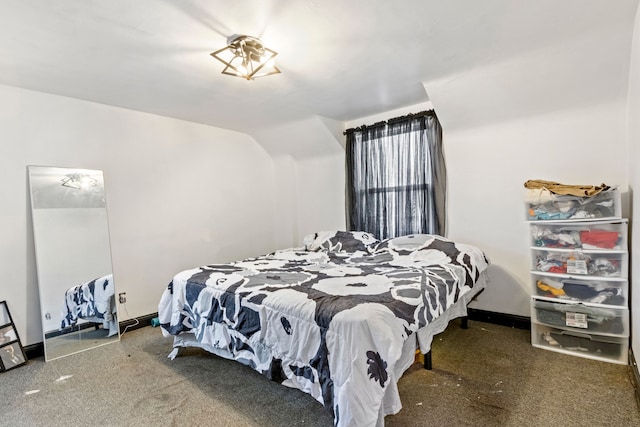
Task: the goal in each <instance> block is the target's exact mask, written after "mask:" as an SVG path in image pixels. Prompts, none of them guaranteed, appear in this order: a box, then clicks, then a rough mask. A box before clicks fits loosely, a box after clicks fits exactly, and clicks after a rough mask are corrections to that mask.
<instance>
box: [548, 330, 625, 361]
mask: <svg viewBox="0 0 640 427" xmlns="http://www.w3.org/2000/svg"><path fill="white" fill-rule="evenodd" d="M542 340H543V341H544V344H547V345H549V346H551V347H558V348H563V349H565V350H569V351H579V352H585V353H599V354H601V355H603V356H611V357H619V356H620V352H621V349H622V346H621V343H620V342H619V340H616V339H613V340H610V341H609V340H607V338H606V337H603V336H590V335H574V334H570V333H566V332H565V331H554V330H550V331H546V332H543V333H542Z"/></svg>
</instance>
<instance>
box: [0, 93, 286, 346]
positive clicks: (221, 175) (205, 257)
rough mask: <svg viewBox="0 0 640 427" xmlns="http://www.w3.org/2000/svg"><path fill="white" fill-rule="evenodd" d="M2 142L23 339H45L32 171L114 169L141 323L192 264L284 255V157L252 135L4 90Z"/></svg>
mask: <svg viewBox="0 0 640 427" xmlns="http://www.w3.org/2000/svg"><path fill="white" fill-rule="evenodd" d="M0 144H2V156H0V171H1V172H0V194H1V195H2V209H1V210H0V236H2V239H0V263H1V264H0V268H1V270H0V277H2V281H0V300H7V301H8V304H9V307H10V309H11V311H12V314H13V316H14V320H15V321H16V324H17V326H18V332H19V334H20V336H21V338H22V341H23V343H24V344H33V343H37V342H40V341H42V336H41V324H40V307H39V298H38V291H37V281H36V280H37V278H36V269H35V260H34V247H33V236H32V227H31V214H30V205H29V197H28V194H29V193H28V183H27V168H26V166H27V165H30V164H35V165H48V166H67V167H82V168H88V169H101V170H104V176H105V187H106V193H107V207H108V215H109V225H110V234H111V246H112V254H113V270H114V275H115V283H116V288H117V292H126V293H127V307H126V308H127V312H128V315H130V316H131V317H136V316H141V315H146V314H149V313H153V312H155V311H157V304H158V301H159V299H160V295H161V293H162V291H163V290H164V289H165V287H166V285H167V284H168V283H169V281H170V280H171V278H172V277H173V275H174V274H175V273H177V272H178V271H180V270H182V269H186V268H191V267H194V266H197V265H202V264H205V263H210V262H225V261H231V260H234V259H239V258H243V257H246V256H251V255H257V254H260V253H265V252H268V251H271V250H273V249H275V248H276V246H275V243H274V233H275V231H274V228H273V223H274V220H273V218H274V212H275V206H274V200H275V197H274V195H275V193H274V170H273V162H272V160H271V158H270V157H269V155H268V154H267V153H266V152H265V151H264V149H263V148H262V147H261V146H260V145H258V144H257V143H256V142H255V141H254V140H253V139H252V138H250V137H249V136H247V135H244V134H240V133H237V132H232V131H227V130H223V129H218V128H212V127H209V126H203V125H198V124H194V123H189V122H184V121H180V120H174V119H169V118H165V117H159V116H154V115H150V114H145V113H139V112H135V111H130V110H123V109H119V108H115V107H109V106H105V105H100V104H94V103H89V102H84V101H79V100H74V99H69V98H63V97H59V96H53V95H47V94H43V93H38V92H32V91H27V90H22V89H18V88H13V87H8V86H0ZM120 308H122V306H120ZM127 312H125V311H124V310H122V309H121V310H120V319H126V318H127V317H128V316H127Z"/></svg>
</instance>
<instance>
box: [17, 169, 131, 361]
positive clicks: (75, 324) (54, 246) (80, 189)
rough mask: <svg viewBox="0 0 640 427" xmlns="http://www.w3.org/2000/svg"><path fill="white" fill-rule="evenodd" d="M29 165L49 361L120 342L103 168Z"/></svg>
mask: <svg viewBox="0 0 640 427" xmlns="http://www.w3.org/2000/svg"><path fill="white" fill-rule="evenodd" d="M28 168H29V184H30V188H31V213H32V217H33V235H34V240H35V249H36V266H37V272H38V289H39V292H40V309H41V314H42V316H41V317H42V330H43V334H44V349H45V359H46V360H47V361H49V360H53V359H57V358H59V357H63V356H67V355H69V354H74V353H78V352H80V351H84V350H88V349H90V348H94V347H98V346H101V345H104V344H109V343H113V342H117V341H119V340H120V332H119V328H118V318H117V313H116V308H117V307H116V302H115V286H114V281H113V272H112V264H111V247H110V243H109V226H108V222H107V205H106V198H105V188H104V177H103V174H102V171H99V170H89V169H70V168H58V167H48V166H29V167H28Z"/></svg>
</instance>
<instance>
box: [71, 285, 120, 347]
mask: <svg viewBox="0 0 640 427" xmlns="http://www.w3.org/2000/svg"><path fill="white" fill-rule="evenodd" d="M79 319H83V320H87V321H91V322H96V323H102V325H103V327H104V328H105V329H108V330H109V336H113V335H116V334H117V333H118V320H117V317H116V302H115V287H114V285H113V275H112V274H108V275H106V276H102V277H99V278H97V279H93V280H90V281H88V282H85V283H81V284H79V285H77V286H73V287H71V288H69V289H67V290H66V291H65V293H64V307H63V309H62V320H61V322H60V329H61V330H62V329H66V328H69V327H73V326H75V325H76V323H78V320H79Z"/></svg>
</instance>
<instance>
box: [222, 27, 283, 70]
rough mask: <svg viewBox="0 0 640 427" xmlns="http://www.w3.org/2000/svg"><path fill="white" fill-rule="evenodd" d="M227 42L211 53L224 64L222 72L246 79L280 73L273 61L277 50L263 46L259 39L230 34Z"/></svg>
mask: <svg viewBox="0 0 640 427" xmlns="http://www.w3.org/2000/svg"><path fill="white" fill-rule="evenodd" d="M227 43H228V44H229V45H228V46H227V47H225V48H222V49H220V50H216V51H215V52H213V53H211V56H213V57H214V58H216V59H217V60H218V61H220V62H222V63H223V64H224V65H226V67H224V70H222V74H227V75H230V76H236V77H242V78H244V79H247V80H253V79H255V78H258V77H264V76H270V75H271V74H280V69H279V68H278V67H276V65H275V63H274V61H273V58H275V57H276V55H277V54H278V52H276V51H274V50H271V49H269V48H267V47H265V46H264V45H263V44H262V42H261V41H260V40H259V39H257V38H255V37H251V36H232V37H230V38H229V40H227Z"/></svg>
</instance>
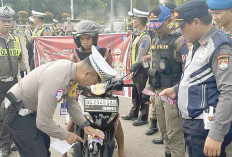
* * * * *
Which lines of the material contain the string "positive"? Filter the material down to those lines and copy each one in full.

positive clicks: (221, 175) (205, 257)
positive clicks: (75, 324) (54, 246) (80, 189)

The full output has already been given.